>>>>

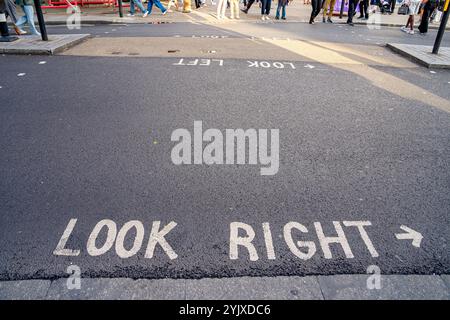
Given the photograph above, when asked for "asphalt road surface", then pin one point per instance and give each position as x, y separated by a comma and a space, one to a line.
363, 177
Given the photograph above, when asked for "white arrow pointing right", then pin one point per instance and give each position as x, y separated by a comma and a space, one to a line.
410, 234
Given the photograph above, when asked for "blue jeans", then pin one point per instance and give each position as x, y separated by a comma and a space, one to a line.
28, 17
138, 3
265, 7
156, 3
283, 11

<<<<
>>>>

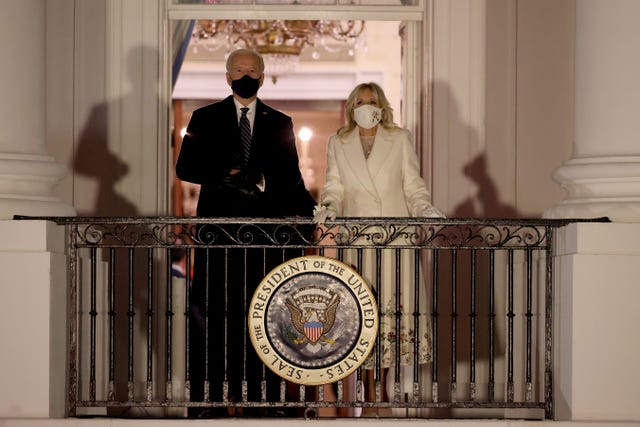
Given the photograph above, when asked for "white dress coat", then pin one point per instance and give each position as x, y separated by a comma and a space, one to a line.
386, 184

<<<<

**What the task asks**. Which lines above contain the word "then"? Report each one in full.

**Worked solution**.
Given the photograph above, when asked for "asphalt road surface", then pin one point per instance and give each position as x, y separated by a comma and a space, one to a line.
Given the photograph above, when asked for "white arrow pointing right", then pin one point per instance and give each position as x, y separated by a comma and a space, one to a line.
Given the photograph above, when asked for "blue jeans", then pin one point per instance and give each position as x, y separated by a comma and a space, one to a line.
Given the photograph above, when asked for "white dress coat", then pin one point per instance and give each position as x, y separated by a comma and a space, one to a line.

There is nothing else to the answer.